Output all of the entries below precisely as written.

(DATA SUPPLIED):
* * *
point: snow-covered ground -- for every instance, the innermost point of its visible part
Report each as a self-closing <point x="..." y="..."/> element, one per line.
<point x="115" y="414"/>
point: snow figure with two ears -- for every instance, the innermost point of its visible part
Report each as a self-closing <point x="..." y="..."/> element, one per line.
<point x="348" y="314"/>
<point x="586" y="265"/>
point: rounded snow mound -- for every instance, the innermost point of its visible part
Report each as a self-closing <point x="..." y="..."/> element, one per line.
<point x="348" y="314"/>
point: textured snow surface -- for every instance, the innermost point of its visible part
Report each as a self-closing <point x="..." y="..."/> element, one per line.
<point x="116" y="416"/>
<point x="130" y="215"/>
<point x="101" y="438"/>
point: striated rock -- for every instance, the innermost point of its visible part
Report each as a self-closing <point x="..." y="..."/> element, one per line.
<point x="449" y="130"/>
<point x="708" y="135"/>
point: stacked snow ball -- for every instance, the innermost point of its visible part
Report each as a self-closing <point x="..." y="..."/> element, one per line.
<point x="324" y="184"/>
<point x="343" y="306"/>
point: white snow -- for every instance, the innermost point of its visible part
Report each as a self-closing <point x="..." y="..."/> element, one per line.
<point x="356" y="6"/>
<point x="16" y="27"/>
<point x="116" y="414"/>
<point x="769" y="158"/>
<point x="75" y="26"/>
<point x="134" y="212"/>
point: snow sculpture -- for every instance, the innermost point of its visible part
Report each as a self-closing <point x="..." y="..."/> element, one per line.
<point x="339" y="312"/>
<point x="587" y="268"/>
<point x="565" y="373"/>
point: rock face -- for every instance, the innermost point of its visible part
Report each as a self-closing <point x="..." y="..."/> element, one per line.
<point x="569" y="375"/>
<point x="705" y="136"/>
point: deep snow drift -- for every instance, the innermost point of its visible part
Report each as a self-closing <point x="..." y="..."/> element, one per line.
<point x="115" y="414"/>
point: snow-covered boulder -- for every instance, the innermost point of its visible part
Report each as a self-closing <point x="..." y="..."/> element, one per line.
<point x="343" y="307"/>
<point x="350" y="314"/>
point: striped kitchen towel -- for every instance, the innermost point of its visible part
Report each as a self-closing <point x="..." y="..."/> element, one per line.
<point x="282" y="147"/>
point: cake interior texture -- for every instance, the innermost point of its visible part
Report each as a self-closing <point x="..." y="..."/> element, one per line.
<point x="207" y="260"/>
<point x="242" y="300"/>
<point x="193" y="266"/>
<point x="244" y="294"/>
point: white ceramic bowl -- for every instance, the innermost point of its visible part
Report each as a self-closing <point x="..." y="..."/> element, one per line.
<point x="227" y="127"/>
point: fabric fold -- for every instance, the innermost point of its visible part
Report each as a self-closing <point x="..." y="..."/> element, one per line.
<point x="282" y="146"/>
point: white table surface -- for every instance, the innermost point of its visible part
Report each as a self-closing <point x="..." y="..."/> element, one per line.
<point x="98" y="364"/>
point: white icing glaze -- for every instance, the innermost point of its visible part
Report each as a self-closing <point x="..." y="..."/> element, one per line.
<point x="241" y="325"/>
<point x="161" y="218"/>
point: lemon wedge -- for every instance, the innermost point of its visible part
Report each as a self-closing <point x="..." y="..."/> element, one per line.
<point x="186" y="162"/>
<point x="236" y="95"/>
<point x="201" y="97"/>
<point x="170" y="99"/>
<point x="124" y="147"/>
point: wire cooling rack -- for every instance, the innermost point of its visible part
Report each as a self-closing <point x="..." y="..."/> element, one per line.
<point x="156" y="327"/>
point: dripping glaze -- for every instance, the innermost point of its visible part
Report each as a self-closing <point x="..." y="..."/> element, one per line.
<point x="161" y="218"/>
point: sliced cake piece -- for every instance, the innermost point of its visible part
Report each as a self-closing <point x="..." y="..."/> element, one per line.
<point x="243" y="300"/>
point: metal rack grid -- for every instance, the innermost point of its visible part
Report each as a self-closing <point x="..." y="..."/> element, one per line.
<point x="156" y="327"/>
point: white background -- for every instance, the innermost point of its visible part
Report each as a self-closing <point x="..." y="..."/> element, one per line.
* * *
(RESPONSE):
point: snow-covered ground -- for every instance, the innermost point of its visible part
Report each as a self-closing <point x="..." y="..."/> element, one per line.
<point x="115" y="414"/>
point: snow figure with two ears -- for every instance, the innermost point of its visible part
Report each as a self-closing <point x="..." y="..."/> element, one per line.
<point x="348" y="314"/>
<point x="586" y="265"/>
point: rounded snow mound -- for every instance, the innermost point of its visible part
Report each as a self-closing <point x="..." y="..."/> element, one per line.
<point x="348" y="314"/>
point: textured snow surface -- for every instance, the innermost point of its visible part
Report each as a self-closing <point x="..." y="..."/> element, one per line.
<point x="116" y="416"/>
<point x="130" y="215"/>
<point x="101" y="438"/>
point: striated rock -- for every instance, the innermost point of its visible part
Report each as a self-closing <point x="..." y="..."/> element, one per line.
<point x="449" y="130"/>
<point x="708" y="135"/>
point: stacked snow ball -- for every instance, the innermost point of its visible part
Report each as a self-closing <point x="..." y="..."/> element, one per line.
<point x="324" y="184"/>
<point x="343" y="306"/>
point: white snow -- for every instance, the innermost point of its visible part
Report each as a self-closing <point x="..." y="..."/> element, one per line.
<point x="356" y="6"/>
<point x="16" y="27"/>
<point x="116" y="414"/>
<point x="769" y="158"/>
<point x="75" y="26"/>
<point x="134" y="212"/>
point: snow sculpture -- for every instance, the innermost point of its visible part
Report each as a self-closing <point x="..." y="..."/> element, one per line.
<point x="339" y="312"/>
<point x="587" y="268"/>
<point x="565" y="373"/>
point: rock face -- for every instance, the innermost point of its visible part
Report each as a self-closing <point x="..." y="..."/> element, one per line.
<point x="569" y="375"/>
<point x="705" y="136"/>
point: deep snow drift -- for every instance, the innermost point of its visible part
Report each as a self-closing <point x="..." y="..."/> element, one per line.
<point x="115" y="414"/>
point: snow-covered boulder -- for every instance, the innermost point of its visible part
Report each as a self-closing <point x="..." y="..."/> element, one per line.
<point x="343" y="307"/>
<point x="350" y="314"/>
point: striped kitchen towel -- for every instance, the innermost point of its visible part
Report each as a self-closing <point x="..." y="..."/> element, one per line.
<point x="282" y="147"/>
point: cake interior texture -- for every instance, the innermost point of its visible part
Report each as a self-closing <point x="..." y="..."/> element, one per line.
<point x="207" y="260"/>
<point x="242" y="300"/>
<point x="193" y="266"/>
<point x="244" y="294"/>
point: white ceramic bowl -- for every instance, the innermost point of its visible part
Report each as a self-closing <point x="..." y="..."/> element, one per line.
<point x="227" y="127"/>
point: fabric fold -- for every instance, the innermost point of its visible part
Report each as a self-closing <point x="..." y="..."/> element, one per line.
<point x="282" y="146"/>
point: white table surface -- for every instance, the innermost point of its visible part
Report each as a self-closing <point x="..." y="..."/> element, one per line.
<point x="98" y="364"/>
point: white icing glaze -- for every instance, the innermost point of its visible part
Report each as a self-closing <point x="..." y="..."/> element, one per line.
<point x="241" y="325"/>
<point x="161" y="218"/>
point: lemon wedge -- for every instance, the innermost point of its visible part
Report each as a self-closing <point x="..." y="..."/> element, one per line.
<point x="186" y="162"/>
<point x="236" y="95"/>
<point x="201" y="97"/>
<point x="170" y="99"/>
<point x="124" y="147"/>
point: wire cooling rack -- for every instance, the innermost point of its visible part
Report each as a self-closing <point x="..." y="..."/> element, one per line.
<point x="156" y="327"/>
point: dripping glaze -- for every instance, the innermost point of its visible part
Report each as a self-closing <point x="..." y="..."/> element, one per line.
<point x="161" y="218"/>
point: sliced cake piece -- for every instance, the innermost point of its visible part
Report each as a self-closing <point x="..." y="..."/> element, one per line.
<point x="243" y="300"/>
point: metal rack grid -- for every instance, the innermost point of its visible part
Report each as a self-closing <point x="..." y="..."/> element, one per line.
<point x="156" y="327"/>
point: white background -- for every instance, the innermost point of its visible part
Report each as a self-closing <point x="..." y="..."/> element, one per line.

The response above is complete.